**抜粋本文:**
教育目標・3つの方針
教育目標
日本社会事業大学は、戦後まもなく、日本で唯一のソーシャルワーカー養成専門機関として誕生した。社会・経済・文化的な背景を踏まえながら、人間の行動と地域社会及び社会制度等に関する諸科学の総合的な教授研究を通して、高潔なる人格と豊かな思想感情を培い、社会福祉の理論と技術を体得させることによって優秀な専門家を養成することを目的とし、広く社会福祉の増進に直接寄与することを使命とする。
建学の精神である「①博愛の精神に基づく社会貢献(忘我友愛)、②社会福祉の理論を窮め、社会福祉実践を常に大切にすること(窮理窮行)、③異なる文化、異なる民族、異なる国籍の人々と共に生きる社会の創出(平和共生)」を体現する優れたソーシャルワーカーを多く輩出するために、ソーシャルワーク実践に必要な基本的な態度・知識・スキルを卒業時までに身につけることを社会福祉学部のねらいとする。
少人数教育の特徴を活かし、個別指導を徹底することで、人格の形成と豊かな教養を修得できる質の高い学士課程教育を展開するとともに、ソーシャルワークの専門職として、誰もが生きやすい社会の実現に向け、多様化・複合化・複雑化する地域の生活課題と国内外の社会問題に対応し、他の専門職や地域コミュニティと協働し、福祉分野をはじめとする各施設・機関等と連携することができる態度・知識・スキルを涵養する。

保存データ
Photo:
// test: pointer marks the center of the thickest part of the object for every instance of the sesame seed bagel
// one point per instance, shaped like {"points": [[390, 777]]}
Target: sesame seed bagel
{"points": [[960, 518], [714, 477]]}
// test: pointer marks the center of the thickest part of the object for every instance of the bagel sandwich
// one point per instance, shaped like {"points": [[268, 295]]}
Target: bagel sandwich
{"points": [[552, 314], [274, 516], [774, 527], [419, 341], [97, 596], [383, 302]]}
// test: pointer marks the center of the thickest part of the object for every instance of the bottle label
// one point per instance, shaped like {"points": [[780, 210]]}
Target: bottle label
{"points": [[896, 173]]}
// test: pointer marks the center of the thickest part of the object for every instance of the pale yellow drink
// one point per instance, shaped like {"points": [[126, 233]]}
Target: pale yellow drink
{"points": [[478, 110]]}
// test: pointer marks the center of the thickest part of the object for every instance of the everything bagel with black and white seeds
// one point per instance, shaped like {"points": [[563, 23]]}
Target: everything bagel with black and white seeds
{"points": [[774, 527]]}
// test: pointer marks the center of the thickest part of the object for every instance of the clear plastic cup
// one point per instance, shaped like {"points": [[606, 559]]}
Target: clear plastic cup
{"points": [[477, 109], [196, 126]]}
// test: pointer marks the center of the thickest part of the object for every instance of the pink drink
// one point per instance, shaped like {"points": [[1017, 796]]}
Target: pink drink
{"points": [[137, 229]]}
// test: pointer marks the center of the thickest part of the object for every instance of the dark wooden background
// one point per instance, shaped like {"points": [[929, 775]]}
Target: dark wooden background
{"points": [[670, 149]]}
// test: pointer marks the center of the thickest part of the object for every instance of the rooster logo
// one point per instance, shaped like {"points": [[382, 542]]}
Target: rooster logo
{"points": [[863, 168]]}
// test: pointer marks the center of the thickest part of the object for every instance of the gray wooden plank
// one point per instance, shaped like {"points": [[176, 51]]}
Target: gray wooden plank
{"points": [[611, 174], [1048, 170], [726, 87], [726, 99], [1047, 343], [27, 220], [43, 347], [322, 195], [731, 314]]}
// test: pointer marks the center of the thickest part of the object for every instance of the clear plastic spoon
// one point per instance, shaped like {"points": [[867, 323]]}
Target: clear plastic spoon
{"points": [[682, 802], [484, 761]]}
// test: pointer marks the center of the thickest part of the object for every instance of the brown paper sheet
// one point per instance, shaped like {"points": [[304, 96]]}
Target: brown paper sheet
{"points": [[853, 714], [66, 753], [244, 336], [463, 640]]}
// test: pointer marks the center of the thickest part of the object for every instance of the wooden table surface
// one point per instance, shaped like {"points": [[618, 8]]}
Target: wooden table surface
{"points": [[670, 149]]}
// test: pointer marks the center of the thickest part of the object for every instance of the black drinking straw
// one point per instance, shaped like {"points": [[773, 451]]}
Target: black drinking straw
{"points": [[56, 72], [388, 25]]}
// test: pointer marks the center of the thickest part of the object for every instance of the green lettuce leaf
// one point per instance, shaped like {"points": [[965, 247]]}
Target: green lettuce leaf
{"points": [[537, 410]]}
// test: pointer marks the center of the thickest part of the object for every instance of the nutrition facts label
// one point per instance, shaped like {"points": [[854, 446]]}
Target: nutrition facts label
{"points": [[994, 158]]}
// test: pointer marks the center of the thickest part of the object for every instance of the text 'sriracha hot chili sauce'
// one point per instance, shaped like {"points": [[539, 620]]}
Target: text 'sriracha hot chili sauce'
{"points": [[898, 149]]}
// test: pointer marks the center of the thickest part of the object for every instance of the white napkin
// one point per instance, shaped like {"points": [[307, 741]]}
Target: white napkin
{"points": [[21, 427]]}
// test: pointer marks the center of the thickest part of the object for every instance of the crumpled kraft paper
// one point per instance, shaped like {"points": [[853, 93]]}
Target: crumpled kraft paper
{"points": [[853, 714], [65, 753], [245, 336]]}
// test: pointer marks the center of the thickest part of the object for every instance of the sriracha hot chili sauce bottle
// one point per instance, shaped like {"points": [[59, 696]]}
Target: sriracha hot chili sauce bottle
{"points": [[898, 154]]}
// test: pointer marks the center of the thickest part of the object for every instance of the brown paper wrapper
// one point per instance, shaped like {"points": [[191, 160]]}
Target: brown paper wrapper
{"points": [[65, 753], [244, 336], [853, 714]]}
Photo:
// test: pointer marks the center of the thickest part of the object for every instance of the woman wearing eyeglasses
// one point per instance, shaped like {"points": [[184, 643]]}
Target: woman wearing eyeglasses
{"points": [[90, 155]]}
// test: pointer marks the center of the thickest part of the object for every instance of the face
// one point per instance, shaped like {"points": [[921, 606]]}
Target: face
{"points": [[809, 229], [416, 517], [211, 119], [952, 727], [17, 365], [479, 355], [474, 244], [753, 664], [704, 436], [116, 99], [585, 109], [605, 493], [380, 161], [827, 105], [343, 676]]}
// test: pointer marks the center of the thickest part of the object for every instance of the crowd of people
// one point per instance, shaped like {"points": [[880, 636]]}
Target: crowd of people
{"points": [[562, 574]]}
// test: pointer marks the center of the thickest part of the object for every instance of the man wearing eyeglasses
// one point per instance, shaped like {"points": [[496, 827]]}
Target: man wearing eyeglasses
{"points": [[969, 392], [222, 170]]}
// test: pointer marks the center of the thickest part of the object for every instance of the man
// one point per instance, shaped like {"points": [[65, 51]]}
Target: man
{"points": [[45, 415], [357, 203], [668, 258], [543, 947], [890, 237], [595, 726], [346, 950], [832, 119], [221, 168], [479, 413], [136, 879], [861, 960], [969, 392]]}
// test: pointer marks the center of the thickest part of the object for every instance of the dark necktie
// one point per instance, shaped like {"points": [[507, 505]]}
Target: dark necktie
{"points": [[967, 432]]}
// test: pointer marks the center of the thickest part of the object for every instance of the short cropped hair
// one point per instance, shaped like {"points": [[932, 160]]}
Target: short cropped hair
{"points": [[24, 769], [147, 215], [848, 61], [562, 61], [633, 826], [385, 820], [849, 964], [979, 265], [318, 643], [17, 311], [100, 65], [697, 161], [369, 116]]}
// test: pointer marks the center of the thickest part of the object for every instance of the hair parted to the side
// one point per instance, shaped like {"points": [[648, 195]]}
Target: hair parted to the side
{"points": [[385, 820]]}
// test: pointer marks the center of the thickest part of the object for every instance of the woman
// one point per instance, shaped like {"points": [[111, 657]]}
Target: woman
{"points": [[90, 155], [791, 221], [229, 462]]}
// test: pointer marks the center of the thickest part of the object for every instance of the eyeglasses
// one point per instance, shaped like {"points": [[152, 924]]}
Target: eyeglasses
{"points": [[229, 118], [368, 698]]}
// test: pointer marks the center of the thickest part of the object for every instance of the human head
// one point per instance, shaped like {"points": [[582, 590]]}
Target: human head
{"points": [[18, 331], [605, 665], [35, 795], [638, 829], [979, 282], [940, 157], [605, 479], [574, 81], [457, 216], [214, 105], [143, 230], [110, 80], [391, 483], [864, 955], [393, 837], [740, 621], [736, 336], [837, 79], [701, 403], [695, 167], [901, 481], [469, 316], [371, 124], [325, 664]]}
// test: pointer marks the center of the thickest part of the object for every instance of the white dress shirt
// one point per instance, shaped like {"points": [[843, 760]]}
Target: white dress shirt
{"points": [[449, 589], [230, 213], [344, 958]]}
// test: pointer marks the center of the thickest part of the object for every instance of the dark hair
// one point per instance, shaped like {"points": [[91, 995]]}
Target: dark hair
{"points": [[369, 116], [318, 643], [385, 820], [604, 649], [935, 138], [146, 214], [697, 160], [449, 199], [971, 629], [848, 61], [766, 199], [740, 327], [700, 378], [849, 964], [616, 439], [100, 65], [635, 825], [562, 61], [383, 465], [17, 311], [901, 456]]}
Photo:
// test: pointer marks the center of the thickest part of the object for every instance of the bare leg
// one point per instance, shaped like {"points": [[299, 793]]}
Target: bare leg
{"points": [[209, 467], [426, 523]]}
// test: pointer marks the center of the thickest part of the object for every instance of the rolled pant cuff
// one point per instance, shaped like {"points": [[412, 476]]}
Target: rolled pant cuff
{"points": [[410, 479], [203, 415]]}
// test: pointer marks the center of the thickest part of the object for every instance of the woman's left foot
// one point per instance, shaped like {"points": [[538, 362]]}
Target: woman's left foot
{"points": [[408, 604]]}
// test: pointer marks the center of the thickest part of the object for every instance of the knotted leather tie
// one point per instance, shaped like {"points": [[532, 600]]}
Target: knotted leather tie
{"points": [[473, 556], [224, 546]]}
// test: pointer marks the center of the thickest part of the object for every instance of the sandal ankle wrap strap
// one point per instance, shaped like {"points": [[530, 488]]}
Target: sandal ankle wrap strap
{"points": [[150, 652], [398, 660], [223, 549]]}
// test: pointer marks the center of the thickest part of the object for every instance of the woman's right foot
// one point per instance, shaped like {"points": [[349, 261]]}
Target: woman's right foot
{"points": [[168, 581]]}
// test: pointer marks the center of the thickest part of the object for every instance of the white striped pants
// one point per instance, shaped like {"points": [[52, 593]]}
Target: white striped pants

**課題の指示:**
教育目標の文章のうち、「建学の精神である「①博愛の精」から「度・知識・スキルを涵養する。」までを一字も変えずに書き写すこと。 これらの記録は、それだけで独立した別の資料である。

**解答:**
建学の精神である「①博愛の精神に基づく社会貢献(忘我友愛)、②社会福祉の理論を窮め、社会福祉実践を常に大切にすること(窮理窮行)、③異なる文化、異なる民族、異なる国籍の人々と共に生きる社会の創出(平和共生)」を体現する優れたソーシャルワーカーを多く輩出するために、ソーシャルワーク実践に必要な基本的な態度・知識・スキルを卒業時までに身につけることを社会福祉学部のねらいとする。
少人数教育の特徴を活かし、個別指導を徹底することで、人格の形成と豊かな教養を修得できる質の高い学士課程教育を展開するとともに、ソーシャルワークの専門職として、誰もが生きやすい社会の実現に向け、多様化・複合化・複雑化する地域の生活課題と国内外の社会問題に対応し、他の専門職や地域コミュニティと協働し、福祉分野をはじめとする各施設・機関等と連携することができる態度・知識・スキルを涵養する。